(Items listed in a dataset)

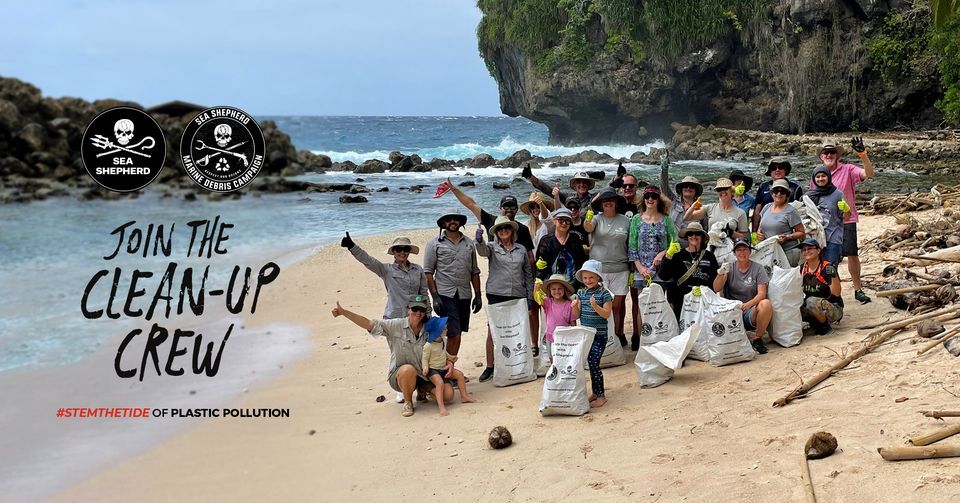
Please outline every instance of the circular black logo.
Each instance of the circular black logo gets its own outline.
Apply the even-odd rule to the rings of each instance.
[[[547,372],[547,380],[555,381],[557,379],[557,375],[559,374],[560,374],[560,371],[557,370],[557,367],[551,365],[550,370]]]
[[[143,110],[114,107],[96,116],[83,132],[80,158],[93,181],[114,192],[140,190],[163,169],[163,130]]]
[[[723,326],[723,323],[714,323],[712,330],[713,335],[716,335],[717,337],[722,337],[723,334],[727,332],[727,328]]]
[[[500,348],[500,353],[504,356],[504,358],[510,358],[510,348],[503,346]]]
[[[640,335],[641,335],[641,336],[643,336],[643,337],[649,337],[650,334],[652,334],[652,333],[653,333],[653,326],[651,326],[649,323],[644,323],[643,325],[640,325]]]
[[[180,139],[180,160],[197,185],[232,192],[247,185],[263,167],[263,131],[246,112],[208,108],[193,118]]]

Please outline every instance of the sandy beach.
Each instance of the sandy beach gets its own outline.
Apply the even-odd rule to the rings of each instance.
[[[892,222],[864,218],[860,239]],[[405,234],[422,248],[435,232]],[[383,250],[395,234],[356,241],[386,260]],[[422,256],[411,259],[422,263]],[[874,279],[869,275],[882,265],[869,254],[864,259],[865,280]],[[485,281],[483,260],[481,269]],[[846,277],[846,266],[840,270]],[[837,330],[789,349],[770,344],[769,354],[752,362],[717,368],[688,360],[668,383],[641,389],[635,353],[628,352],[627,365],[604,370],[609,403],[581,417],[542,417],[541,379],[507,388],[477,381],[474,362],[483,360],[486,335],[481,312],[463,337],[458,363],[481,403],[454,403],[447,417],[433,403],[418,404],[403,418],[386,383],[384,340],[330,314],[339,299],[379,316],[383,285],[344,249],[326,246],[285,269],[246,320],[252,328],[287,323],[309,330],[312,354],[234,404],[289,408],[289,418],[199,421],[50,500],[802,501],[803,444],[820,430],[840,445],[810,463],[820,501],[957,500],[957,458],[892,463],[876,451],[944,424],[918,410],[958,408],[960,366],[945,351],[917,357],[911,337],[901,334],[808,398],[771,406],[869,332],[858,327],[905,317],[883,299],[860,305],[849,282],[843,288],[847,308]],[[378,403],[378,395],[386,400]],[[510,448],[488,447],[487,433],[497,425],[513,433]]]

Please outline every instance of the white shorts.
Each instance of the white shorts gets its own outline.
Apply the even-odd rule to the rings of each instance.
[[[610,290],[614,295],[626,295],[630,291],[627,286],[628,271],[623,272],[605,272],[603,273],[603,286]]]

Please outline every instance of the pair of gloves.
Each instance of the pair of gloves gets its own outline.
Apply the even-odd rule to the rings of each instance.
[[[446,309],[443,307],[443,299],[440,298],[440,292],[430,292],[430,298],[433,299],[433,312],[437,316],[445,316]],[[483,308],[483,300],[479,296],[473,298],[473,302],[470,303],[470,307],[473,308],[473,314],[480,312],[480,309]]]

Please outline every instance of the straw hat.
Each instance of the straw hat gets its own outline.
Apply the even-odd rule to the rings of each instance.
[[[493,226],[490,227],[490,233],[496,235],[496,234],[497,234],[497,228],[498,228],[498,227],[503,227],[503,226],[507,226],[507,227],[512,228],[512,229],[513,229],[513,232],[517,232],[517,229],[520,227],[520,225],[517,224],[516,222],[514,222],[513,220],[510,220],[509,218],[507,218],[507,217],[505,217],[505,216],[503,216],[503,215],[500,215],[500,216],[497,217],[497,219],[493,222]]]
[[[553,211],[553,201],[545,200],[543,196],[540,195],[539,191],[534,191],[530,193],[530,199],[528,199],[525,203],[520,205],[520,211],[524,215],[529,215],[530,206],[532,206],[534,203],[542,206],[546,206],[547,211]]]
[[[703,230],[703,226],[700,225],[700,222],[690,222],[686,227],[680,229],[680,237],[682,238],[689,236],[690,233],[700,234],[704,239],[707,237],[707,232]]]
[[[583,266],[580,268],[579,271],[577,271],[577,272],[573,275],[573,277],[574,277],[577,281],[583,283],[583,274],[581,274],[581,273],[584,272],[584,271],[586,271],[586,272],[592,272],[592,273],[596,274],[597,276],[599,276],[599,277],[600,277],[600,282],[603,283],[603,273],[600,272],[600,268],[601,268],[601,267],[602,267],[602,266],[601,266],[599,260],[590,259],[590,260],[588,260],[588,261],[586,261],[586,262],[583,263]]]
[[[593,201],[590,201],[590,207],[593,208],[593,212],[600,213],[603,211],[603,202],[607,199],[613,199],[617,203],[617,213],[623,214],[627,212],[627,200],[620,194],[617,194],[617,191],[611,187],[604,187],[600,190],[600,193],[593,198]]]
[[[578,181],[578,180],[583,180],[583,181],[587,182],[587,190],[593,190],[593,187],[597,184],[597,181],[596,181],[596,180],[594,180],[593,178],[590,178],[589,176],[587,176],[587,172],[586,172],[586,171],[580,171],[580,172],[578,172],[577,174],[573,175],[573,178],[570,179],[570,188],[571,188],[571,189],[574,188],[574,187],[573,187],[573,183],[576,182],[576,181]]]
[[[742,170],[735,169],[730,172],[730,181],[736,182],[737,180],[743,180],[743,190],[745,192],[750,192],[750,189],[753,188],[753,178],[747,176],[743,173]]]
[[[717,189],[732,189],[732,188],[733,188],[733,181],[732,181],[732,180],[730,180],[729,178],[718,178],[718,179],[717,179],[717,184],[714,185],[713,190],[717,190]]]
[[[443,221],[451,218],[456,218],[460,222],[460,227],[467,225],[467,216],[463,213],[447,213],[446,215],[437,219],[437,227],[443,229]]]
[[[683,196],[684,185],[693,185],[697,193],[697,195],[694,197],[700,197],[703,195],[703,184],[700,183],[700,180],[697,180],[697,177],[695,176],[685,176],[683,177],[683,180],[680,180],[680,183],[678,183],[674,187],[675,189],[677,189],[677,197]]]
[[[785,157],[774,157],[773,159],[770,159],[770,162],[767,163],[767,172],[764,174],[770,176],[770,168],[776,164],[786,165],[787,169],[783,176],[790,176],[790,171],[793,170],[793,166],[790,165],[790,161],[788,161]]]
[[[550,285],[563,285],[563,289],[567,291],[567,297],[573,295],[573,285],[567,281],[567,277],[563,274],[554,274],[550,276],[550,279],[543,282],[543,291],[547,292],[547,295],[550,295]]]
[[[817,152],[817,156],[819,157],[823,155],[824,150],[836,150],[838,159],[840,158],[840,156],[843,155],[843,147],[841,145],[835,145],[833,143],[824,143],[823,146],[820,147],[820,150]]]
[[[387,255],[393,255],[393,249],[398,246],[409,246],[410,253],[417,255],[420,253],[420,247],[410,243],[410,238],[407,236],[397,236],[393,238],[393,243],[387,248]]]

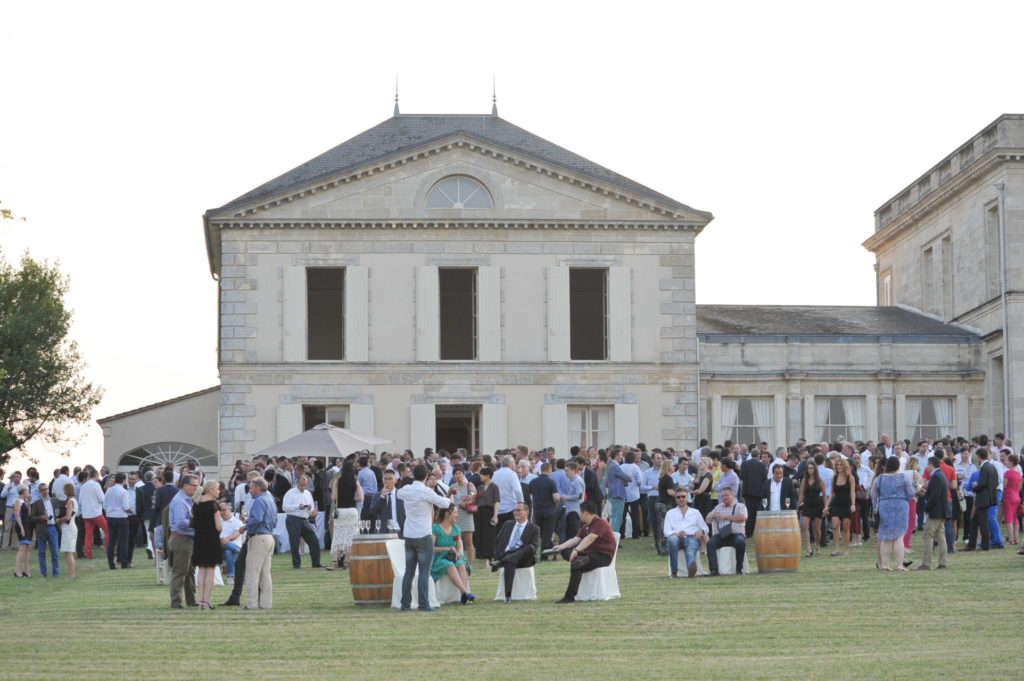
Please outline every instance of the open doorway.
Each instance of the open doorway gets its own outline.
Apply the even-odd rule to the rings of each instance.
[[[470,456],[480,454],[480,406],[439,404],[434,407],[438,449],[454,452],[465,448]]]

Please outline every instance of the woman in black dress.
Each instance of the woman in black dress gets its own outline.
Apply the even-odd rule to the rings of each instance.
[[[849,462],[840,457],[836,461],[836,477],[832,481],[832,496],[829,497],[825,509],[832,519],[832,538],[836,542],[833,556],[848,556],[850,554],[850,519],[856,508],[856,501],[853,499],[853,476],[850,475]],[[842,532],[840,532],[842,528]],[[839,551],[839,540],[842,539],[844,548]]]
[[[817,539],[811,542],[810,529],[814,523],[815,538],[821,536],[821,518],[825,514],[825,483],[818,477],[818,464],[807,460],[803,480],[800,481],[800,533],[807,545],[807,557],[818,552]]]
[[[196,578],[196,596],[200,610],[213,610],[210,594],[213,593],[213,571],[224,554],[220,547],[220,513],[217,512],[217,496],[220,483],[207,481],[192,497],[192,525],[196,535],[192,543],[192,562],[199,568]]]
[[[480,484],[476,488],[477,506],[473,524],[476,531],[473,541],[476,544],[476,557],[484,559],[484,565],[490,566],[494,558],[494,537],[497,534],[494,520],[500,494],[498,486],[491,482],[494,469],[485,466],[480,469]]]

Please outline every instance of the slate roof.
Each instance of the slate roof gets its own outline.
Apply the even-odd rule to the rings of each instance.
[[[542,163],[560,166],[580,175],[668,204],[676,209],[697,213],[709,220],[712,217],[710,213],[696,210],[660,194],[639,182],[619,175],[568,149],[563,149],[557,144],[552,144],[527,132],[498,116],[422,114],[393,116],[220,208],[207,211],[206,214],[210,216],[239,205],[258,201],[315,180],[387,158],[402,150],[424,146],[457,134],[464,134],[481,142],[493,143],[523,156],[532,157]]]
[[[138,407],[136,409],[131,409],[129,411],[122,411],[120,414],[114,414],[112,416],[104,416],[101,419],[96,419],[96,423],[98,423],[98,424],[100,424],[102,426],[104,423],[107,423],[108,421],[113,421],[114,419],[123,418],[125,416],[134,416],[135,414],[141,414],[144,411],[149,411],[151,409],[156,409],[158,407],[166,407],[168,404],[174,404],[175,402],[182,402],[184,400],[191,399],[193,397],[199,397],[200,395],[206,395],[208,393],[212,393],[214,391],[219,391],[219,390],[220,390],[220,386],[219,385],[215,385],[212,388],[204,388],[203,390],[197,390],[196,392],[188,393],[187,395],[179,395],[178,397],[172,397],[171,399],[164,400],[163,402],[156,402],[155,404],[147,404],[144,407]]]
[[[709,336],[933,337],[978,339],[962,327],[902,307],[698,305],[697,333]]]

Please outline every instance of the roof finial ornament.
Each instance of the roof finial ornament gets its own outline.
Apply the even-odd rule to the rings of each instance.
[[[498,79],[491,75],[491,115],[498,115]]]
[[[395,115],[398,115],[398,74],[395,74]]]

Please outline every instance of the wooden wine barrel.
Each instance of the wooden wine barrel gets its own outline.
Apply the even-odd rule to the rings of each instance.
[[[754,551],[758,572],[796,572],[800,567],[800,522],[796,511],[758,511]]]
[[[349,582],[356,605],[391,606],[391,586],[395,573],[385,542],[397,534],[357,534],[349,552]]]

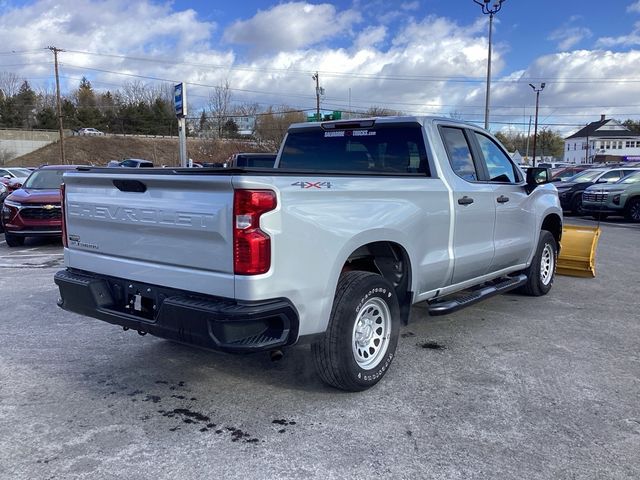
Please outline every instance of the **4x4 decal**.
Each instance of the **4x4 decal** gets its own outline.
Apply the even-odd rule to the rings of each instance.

Exercise brief. Write out exactly the lines above between the line with "Please outline every instance of the straw" and the line with "Each instance of the straw", inclusive, and nothing beyond them.

Result for this exercise.
Please outline every instance of the straw hat.
Each instance of the straw hat gets its own outline.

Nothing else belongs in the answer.